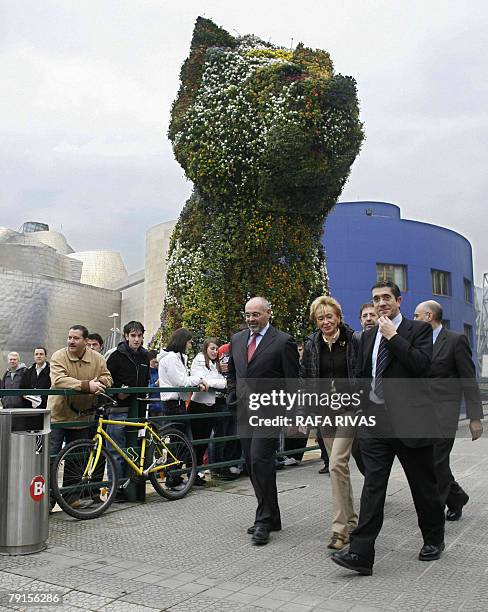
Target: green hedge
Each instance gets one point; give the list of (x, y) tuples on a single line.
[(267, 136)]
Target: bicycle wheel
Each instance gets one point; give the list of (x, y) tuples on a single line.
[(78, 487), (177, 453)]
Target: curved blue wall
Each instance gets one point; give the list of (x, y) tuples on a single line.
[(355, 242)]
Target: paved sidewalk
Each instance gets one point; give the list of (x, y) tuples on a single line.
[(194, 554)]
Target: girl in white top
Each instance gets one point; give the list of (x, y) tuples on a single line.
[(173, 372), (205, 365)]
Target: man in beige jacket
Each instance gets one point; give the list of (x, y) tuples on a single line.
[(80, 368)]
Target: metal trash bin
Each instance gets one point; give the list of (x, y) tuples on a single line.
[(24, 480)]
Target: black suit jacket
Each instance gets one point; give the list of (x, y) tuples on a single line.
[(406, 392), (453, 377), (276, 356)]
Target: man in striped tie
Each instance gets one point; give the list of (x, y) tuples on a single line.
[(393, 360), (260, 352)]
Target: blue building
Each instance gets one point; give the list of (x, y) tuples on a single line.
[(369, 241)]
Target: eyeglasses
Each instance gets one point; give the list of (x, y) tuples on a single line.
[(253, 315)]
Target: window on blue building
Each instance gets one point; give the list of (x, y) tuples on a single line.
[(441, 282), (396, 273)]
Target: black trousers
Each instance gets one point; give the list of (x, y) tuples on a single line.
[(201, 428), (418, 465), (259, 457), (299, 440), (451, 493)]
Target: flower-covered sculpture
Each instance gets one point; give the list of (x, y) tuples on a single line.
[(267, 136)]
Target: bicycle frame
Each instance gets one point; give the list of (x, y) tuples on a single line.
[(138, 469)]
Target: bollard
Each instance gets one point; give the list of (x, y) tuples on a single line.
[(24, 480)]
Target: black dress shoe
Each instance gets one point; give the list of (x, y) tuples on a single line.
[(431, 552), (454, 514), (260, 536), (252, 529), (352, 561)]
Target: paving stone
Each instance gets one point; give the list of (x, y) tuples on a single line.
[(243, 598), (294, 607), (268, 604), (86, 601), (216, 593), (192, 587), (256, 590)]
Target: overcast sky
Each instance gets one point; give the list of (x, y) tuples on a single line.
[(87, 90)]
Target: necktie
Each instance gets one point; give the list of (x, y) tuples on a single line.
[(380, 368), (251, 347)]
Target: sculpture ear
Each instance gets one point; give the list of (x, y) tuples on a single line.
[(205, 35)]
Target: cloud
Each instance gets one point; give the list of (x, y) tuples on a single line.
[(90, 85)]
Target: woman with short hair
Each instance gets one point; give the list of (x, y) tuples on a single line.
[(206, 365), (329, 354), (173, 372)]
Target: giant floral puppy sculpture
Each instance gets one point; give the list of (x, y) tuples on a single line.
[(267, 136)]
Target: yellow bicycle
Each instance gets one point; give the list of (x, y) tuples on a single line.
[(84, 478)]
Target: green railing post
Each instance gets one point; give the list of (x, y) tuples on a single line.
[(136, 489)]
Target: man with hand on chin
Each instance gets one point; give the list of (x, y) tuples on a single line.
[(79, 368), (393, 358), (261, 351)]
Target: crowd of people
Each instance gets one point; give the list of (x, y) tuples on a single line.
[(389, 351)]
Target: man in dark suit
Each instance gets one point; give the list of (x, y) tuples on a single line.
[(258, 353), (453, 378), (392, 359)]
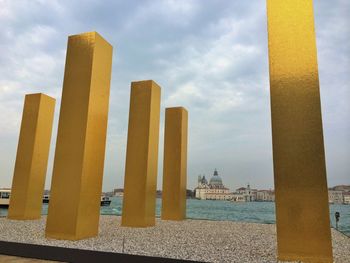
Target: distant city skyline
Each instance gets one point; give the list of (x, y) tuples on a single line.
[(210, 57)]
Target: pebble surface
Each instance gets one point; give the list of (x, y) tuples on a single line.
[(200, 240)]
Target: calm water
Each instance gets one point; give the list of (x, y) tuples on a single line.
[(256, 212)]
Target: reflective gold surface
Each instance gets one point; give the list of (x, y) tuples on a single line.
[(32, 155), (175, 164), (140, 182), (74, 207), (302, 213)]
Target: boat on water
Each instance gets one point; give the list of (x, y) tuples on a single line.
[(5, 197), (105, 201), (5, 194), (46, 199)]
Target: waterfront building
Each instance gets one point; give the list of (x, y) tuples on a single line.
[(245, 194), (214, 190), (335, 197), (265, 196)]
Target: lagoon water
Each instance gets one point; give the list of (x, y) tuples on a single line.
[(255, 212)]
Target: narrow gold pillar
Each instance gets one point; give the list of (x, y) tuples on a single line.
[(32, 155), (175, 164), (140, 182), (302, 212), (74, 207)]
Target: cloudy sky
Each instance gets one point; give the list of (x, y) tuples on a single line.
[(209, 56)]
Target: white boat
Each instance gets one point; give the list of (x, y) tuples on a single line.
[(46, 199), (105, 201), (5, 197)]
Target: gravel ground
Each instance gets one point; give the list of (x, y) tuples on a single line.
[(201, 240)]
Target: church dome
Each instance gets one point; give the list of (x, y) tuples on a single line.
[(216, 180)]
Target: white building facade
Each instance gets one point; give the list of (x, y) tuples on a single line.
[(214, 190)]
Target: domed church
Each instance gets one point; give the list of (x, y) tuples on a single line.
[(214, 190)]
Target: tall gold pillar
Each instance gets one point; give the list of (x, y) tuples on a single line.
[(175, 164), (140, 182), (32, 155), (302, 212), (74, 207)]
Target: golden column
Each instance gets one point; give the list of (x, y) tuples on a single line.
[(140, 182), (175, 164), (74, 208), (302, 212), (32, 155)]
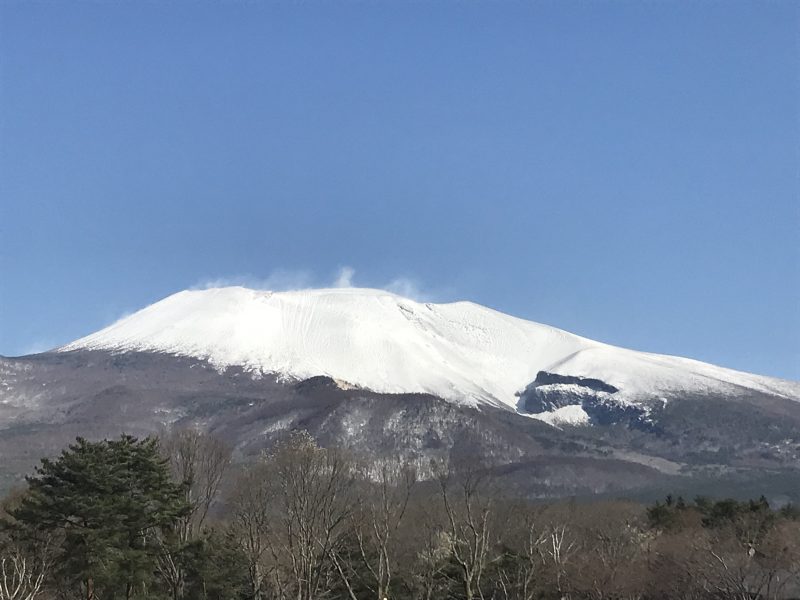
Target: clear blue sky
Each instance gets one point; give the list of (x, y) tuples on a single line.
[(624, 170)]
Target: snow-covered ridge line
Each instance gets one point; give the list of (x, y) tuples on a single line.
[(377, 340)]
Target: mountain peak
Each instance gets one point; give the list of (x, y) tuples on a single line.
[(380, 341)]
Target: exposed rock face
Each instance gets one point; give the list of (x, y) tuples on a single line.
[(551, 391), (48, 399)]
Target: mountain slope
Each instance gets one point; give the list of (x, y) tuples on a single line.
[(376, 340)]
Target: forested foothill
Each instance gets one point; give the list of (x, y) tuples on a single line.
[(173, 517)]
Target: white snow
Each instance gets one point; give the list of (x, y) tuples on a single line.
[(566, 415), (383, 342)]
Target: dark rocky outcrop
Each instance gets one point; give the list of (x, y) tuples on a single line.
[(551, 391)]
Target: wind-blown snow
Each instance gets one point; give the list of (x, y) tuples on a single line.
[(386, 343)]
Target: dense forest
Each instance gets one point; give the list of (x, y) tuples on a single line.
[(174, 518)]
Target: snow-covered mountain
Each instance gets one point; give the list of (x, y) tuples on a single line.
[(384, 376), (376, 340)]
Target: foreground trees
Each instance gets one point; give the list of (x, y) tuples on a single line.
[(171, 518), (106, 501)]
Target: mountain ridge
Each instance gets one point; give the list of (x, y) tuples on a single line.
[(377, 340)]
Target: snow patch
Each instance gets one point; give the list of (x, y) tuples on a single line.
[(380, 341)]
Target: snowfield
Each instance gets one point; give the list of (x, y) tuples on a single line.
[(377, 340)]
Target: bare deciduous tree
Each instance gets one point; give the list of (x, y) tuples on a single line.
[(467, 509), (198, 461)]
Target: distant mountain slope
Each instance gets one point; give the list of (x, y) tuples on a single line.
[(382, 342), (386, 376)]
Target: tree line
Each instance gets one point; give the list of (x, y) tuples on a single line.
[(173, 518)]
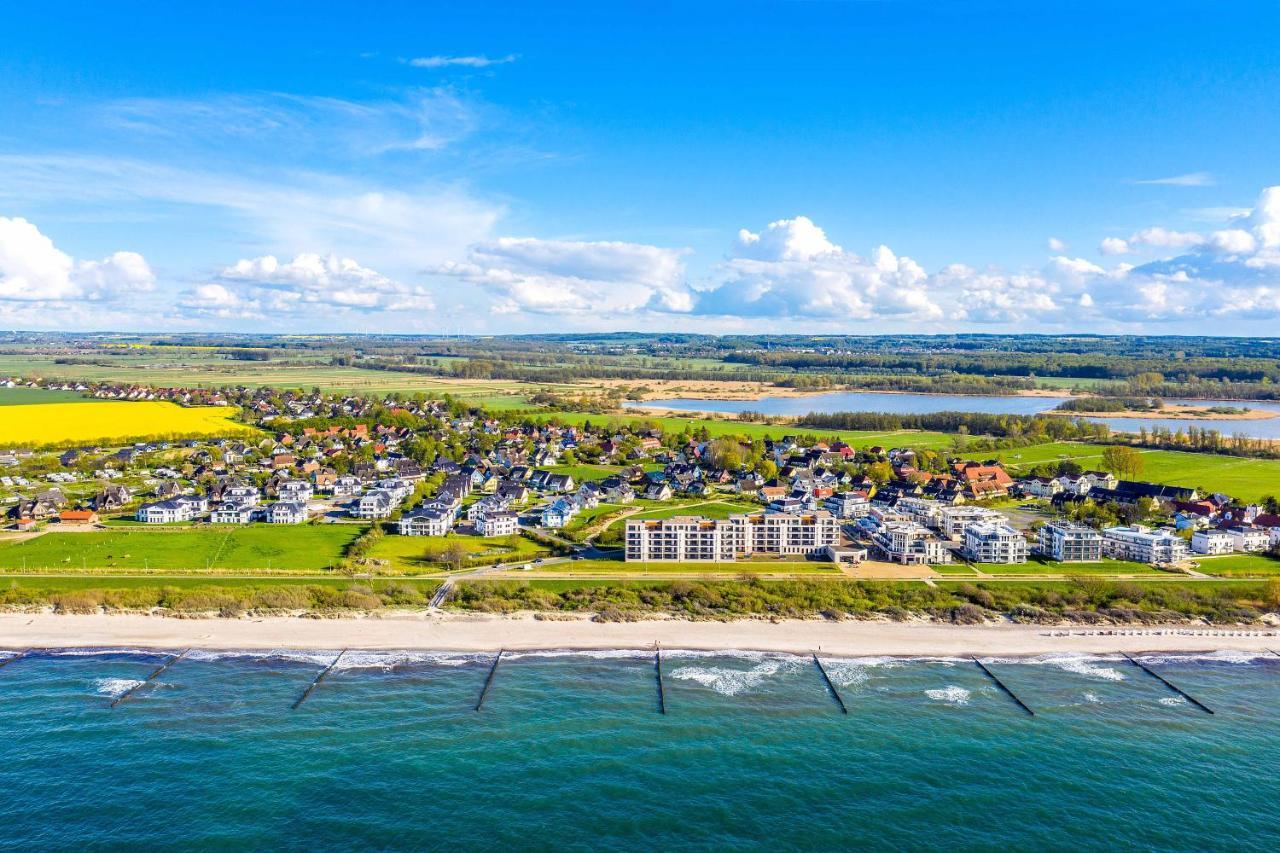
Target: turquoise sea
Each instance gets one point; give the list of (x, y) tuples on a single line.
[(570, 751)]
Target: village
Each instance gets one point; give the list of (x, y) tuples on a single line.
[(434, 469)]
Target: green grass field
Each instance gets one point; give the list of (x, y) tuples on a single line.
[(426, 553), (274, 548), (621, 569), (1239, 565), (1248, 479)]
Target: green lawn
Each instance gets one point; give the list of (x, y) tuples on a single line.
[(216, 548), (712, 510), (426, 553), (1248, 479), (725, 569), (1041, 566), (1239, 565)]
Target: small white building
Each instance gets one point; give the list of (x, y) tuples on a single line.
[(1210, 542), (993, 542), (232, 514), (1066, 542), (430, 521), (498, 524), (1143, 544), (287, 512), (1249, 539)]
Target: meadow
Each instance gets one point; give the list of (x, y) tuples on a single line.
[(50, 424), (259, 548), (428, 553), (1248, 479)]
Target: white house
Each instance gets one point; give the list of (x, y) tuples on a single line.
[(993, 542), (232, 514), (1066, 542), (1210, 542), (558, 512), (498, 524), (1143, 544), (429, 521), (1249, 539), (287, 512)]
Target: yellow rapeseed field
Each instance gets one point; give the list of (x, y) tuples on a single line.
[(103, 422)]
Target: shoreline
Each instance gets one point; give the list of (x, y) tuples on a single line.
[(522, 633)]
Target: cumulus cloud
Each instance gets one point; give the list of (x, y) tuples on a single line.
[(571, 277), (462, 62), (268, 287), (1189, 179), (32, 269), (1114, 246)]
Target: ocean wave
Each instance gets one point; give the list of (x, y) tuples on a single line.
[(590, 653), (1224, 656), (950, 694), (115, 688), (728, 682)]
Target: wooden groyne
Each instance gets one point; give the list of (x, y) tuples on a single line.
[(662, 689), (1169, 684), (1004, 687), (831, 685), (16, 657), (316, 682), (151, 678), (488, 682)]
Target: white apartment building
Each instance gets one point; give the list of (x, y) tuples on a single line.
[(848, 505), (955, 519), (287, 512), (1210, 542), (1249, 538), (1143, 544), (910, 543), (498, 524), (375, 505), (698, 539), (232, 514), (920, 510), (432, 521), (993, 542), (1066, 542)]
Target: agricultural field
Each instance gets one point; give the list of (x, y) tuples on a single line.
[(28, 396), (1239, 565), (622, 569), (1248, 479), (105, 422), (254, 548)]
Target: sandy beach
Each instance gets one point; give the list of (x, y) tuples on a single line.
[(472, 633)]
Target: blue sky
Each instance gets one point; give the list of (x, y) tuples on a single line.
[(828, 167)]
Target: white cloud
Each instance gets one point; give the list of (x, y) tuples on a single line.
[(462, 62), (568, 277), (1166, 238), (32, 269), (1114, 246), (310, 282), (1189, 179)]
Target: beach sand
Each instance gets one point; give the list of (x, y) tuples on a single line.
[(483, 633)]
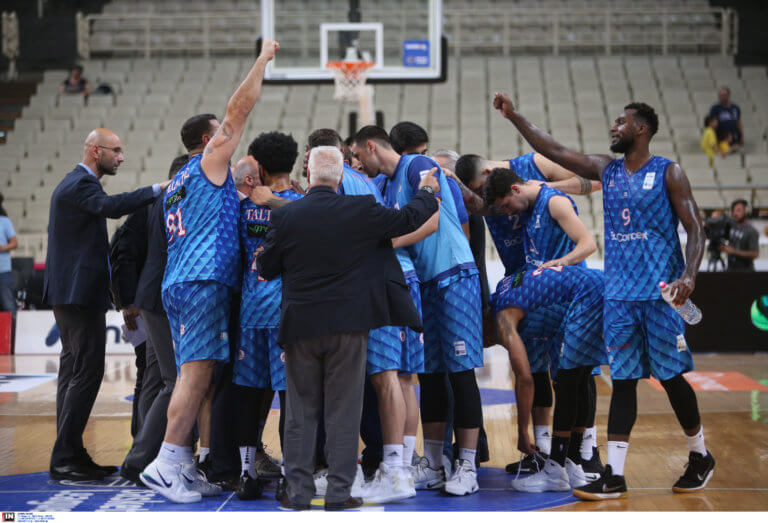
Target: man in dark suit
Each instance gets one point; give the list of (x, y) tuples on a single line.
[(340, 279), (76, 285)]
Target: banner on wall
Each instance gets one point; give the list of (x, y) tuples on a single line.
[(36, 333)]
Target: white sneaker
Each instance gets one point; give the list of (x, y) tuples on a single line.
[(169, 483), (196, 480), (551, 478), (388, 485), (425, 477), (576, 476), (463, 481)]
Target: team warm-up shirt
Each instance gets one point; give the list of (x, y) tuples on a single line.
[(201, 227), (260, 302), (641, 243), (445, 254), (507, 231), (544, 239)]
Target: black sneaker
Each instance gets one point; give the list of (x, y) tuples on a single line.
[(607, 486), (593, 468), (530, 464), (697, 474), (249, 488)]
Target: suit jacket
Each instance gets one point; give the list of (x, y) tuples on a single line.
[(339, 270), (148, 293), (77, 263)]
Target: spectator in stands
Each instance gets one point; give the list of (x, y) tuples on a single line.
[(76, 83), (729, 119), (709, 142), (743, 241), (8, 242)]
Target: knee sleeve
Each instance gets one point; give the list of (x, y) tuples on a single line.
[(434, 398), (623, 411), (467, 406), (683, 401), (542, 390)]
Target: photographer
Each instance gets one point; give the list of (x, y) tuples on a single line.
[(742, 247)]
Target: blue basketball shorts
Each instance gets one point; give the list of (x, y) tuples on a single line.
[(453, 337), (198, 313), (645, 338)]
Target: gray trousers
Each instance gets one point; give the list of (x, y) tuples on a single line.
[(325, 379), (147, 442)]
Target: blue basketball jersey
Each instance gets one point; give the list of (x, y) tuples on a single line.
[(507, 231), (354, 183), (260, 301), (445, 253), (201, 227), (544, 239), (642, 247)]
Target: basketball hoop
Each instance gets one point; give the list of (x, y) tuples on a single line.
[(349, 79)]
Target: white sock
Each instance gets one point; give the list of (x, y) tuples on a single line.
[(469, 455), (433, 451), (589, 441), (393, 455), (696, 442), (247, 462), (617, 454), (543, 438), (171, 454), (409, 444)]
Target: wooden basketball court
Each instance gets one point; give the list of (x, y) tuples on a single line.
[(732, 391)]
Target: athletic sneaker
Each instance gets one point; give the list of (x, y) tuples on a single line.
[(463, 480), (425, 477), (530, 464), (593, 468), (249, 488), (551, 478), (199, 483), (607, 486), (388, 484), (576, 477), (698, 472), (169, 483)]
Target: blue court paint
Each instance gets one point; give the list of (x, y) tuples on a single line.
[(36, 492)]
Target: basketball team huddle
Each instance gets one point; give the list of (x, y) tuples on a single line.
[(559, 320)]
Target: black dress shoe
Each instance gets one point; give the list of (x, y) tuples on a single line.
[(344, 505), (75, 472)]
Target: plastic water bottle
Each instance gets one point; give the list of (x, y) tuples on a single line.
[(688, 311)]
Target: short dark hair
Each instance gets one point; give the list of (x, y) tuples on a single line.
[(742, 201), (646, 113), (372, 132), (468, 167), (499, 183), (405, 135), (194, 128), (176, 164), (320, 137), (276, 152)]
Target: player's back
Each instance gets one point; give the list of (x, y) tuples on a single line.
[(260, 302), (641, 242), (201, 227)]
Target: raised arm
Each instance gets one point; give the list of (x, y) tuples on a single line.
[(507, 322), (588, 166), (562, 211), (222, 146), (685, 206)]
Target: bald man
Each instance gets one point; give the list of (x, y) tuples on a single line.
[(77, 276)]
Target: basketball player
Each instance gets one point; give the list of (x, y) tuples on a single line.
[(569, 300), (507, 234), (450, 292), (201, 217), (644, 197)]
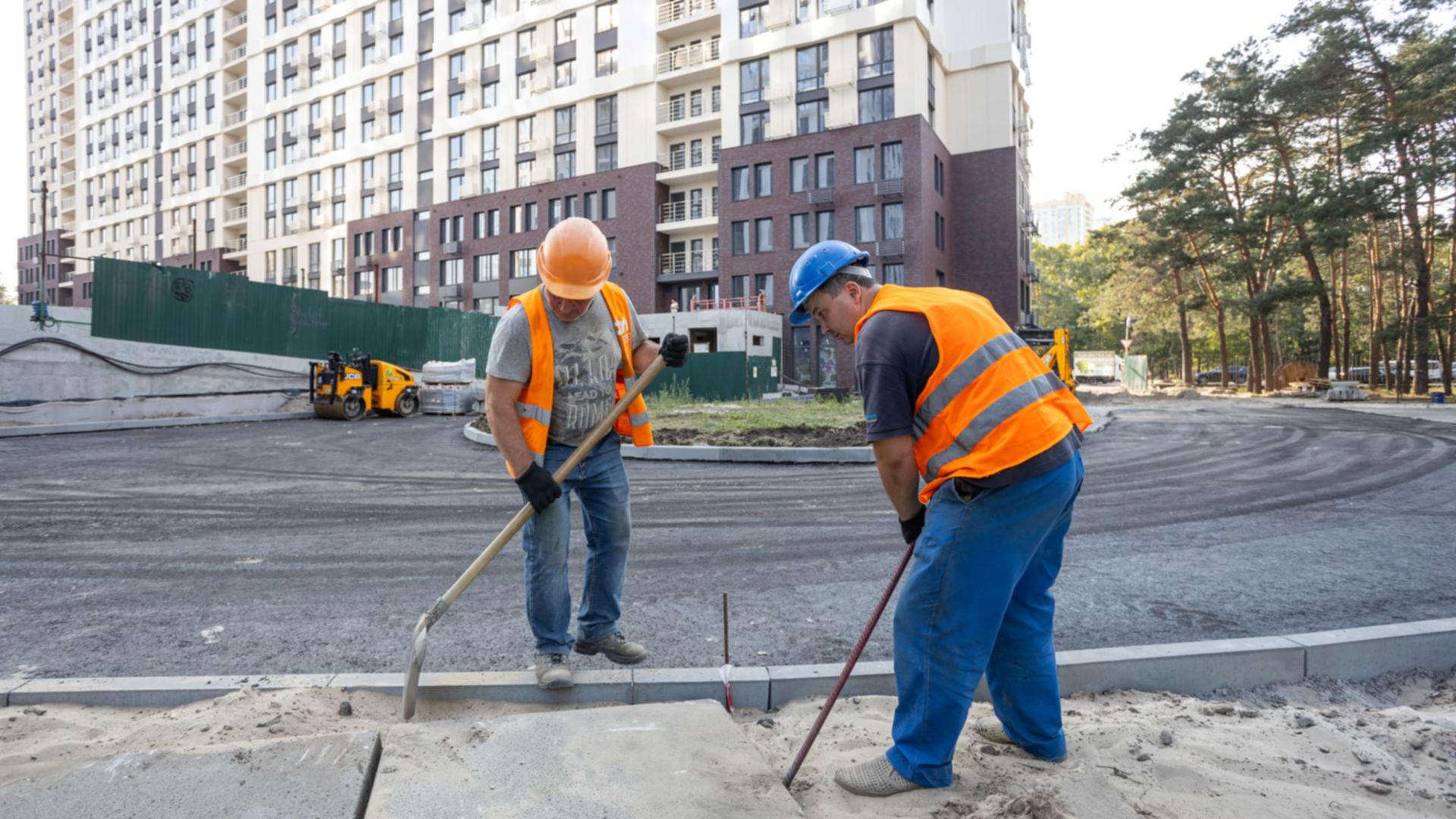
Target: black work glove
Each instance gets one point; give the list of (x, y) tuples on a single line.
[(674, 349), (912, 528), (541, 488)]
#####
▶ [GOAL OF THE EXERCISE] Pictures do not belong in the copy. Repeat only the lines from the top of the records through the line containing "Target: girl in white top".

▶ [RESPONSE TO THIS TASK]
Target: green hedge
Each instance gets one point; give the list of (x, y) tuples on a single line.
[(267, 136)]
Target: bicycle wheel
Each instance gets one point; give the list of (x, y) tuples on a single line.
[(78, 487), (177, 453)]
Target: curved blue wall
Each instance gets one point; give the list of (x, y) tuples on a single line.
[(355, 242)]
Target: paved sidewalk
Each instance gets one point; give the list of (x, y) tuples on a single line.
[(194, 554)]
Target: girl in white top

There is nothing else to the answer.